**Data to process:**

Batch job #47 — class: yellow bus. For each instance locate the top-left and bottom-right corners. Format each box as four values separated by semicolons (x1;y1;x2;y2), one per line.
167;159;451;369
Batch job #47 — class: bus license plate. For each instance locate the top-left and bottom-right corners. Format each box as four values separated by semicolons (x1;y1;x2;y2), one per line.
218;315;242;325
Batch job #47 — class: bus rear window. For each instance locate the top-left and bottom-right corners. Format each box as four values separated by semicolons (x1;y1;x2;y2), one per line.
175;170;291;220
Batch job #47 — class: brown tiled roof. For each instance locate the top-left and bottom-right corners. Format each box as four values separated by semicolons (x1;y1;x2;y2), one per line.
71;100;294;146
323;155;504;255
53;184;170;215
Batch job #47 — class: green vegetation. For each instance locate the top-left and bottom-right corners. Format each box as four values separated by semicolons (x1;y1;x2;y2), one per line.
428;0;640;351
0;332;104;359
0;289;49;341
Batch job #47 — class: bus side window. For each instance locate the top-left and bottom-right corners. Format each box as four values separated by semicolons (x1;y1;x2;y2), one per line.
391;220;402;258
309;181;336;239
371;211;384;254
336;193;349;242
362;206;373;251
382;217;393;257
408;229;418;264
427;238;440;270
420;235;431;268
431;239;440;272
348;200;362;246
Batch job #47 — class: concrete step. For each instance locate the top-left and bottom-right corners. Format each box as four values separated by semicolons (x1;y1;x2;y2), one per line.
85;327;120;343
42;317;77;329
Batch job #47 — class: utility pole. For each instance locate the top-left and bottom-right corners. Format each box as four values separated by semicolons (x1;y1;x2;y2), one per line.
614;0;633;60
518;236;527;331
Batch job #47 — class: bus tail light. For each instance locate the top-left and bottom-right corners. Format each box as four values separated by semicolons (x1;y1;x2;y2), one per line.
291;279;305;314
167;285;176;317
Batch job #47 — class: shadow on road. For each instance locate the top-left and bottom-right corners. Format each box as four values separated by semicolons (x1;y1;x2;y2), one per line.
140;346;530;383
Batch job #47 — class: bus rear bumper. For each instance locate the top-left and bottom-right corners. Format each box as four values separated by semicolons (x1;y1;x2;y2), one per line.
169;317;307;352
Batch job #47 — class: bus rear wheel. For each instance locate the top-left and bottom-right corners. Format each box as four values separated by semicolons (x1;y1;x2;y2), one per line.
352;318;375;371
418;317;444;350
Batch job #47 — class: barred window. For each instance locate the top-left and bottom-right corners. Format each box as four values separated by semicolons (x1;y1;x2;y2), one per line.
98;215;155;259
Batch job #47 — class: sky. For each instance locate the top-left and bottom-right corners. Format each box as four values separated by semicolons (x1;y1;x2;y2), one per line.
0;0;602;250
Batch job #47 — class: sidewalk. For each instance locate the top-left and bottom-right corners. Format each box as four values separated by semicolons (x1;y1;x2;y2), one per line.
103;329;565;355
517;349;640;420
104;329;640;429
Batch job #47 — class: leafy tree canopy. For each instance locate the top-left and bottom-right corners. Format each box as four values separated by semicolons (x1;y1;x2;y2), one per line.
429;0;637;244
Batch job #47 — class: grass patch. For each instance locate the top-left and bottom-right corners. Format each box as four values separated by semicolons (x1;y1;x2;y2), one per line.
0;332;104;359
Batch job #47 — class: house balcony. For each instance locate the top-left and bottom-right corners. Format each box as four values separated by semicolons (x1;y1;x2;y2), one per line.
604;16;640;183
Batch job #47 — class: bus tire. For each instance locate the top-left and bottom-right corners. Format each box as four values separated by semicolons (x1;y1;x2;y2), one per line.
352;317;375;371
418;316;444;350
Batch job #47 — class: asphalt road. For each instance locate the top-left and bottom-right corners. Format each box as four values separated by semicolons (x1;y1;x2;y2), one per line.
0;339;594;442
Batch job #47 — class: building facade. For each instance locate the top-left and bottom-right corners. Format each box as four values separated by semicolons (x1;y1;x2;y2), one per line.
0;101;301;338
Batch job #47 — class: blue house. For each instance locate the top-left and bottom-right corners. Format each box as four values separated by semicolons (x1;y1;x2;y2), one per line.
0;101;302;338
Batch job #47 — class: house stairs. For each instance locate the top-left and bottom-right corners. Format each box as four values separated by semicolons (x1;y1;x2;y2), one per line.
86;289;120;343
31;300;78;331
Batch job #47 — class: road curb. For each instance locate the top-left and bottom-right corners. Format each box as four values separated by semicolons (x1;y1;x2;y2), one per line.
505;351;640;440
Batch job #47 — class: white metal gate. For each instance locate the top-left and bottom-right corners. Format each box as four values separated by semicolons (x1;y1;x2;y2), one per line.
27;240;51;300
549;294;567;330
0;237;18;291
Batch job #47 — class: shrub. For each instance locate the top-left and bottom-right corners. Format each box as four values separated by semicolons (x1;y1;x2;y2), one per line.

**Request:**
Return each of the entries above word for word, with every line unchanged and in the same order.

**Final answer:**
Batch job #47 — class: yellow bus. For each instance locate the top-left and bottom-right corners. Format each box as four values separated by semicolons (x1;y1;x2;y2), one per line.
167;159;451;369
Batch job #47 — class: bus license plate. For each instance locate the top-left and bottom-right corners. Format each box as four values separated by semicolons (x1;y1;x2;y2), one per line.
218;315;242;325
Batch job #47 — class: bus rear window. For each instance locate the top-left and bottom-right corners. Format each box as four values separated by semicolons (x1;y1;x2;y2), one per line.
175;170;291;220
Batch job #47 — class: brown tiled roof. For each instance locate the top-left and bottom-right corners. Format each box as four values separated by semicolons (x1;y1;x2;y2), one per line.
71;100;294;146
323;155;504;255
53;184;170;215
Batch job #47 — class: green vegetation. For each instance locate the top-left and bottom-right corners. Format each box as four values separated by semicolons (x1;y1;x2;y2), one per line.
428;0;640;351
0;332;104;359
0;289;49;341
Batch job #47 — class: bus side window. For each instance locate the top-left and bottom-right corners. Format each box as four values separated by semicolons (x1;y1;x2;y2), one per line.
391;220;402;258
309;181;336;239
371;211;384;254
336;193;349;242
362;206;373;251
382;217;393;257
408;229;418;264
427;238;440;270
420;235;431;268
431;239;440;272
348;200;362;246
Batch job #47 — class: concrete step. For each instance locate the top-left and bottom-right corners. Format each box as four values separated by semicolons (x1;y1;x2;y2), one per line.
85;327;120;343
42;317;77;329
Batch job #47 — class: utility pole. For each instance locate the top-left and bottom-right corners. Format each box as four values separated by semicolons (x1;y1;x2;y2), one per line.
614;0;633;60
518;236;527;331
Batch job #47 — class: bus tail light. For each instance locate the top-left and bottom-right corners. Format each box as four values separated by semicolons (x1;y1;x2;y2), one per line.
291;279;305;314
167;285;176;317
Batch job #47 — class: shadow on road. For each instance locate the top-left and bottom-right corners. Format each box as four values separated by semicolons (x1;y1;x2;y2), one per line.
140;346;530;383
Batch job #47 — class: bus rear bumper. For each instance locate the top-left and bottom-right corners. Format each box as four values separated by semicolons (x1;y1;x2;y2), one per line.
169;317;307;352
Batch job #47 — class: bus rear wheel. For each instance locate the top-left and bottom-right corners. Format each box as four values separated by semicolons (x1;y1;x2;y2), one per line.
352;318;375;371
418;317;444;350
Batch job #47 — class: barred window. For each instance locate the top-left and bottom-right corners. Format each box as four values separated by semicolons (x1;y1;x2;y2), one per line.
98;215;155;259
Batch job #47 — class: sky. For each instance locate the top-left and bottom-right corners. Format each box as four values separated by semicolons (x1;y1;x2;y2), one per line.
0;0;602;250
Batch job #47 — class: sidewalk. For each instance locate the top-left and bottom-right corners. Format each box as four values separated by semicolons (x1;y1;x2;y2), one per line.
103;329;565;355
517;349;640;420
104;329;640;429
Batch job #47 — class: leafy tree canopy. For each instance locate the top-left and bottom-right corners. Format each box as four values separated by semicolons (x1;y1;x2;y2), one per line.
429;0;637;244
Batch job #47 — class: grass patch. For each instance locate the top-left and bottom-right corners. Format each box as four values separated by semicolons (x1;y1;x2;y2), one per line.
0;332;104;359
Batch job #47 — class: house balcony. For each instance locate the top-left and bottom-right corners. Format each box as four values separated by semicolons (x1;y1;x2;y2), one per line.
604;16;640;183
Batch job #47 — class: bus tire. For each instance locate the top-left and bottom-right corners. Format each box as four values separated by semicolons (x1;y1;x2;y2), one per line.
352;317;375;371
418;316;444;350
Batch job #47 — class: asphalt road. For each instance locate the top-left and bottom-right corners. Format each box as four values separated by semicolons (x1;y1;x2;y2), one per line.
0;339;594;442
Batch job #47 — class: building facade. For each instance locate the top-left and bottom-right corners. Format each box as four values separated by semicolons (x1;y1;x2;y2), one per line.
0;101;301;338
Batch job #47 — class: blue house. For each instance locate the top-left and bottom-right corners. Format each box as four values separated by semicolons (x1;y1;x2;y2), one per line.
0;101;302;338
Batch job #47 — class: house stairs. For each instance locate the top-left and bottom-right corners. Format each box as four values separated by semicolons (x1;y1;x2;y2), one per line.
86;289;120;343
31;300;78;331
Batch job #47 — class: road curb. For each instance locate the top-left and bottom-right corners. Format each box as four values separated by semicolons (x1;y1;x2;y2), one per line.
505;351;640;440
Batch job #47 — class: white metal gate. For each instance locate the top-left and bottom-right corners. Format each box as four values separated by semicolons (x1;y1;x2;y2), one per line.
27;240;51;300
549;294;567;330
0;237;18;291
Batch job #47 — class: shrub. For each instance locate the top-left and bottom-right corners. Format each box as four values separated by semicolons (x1;y1;x2;y2), one per line.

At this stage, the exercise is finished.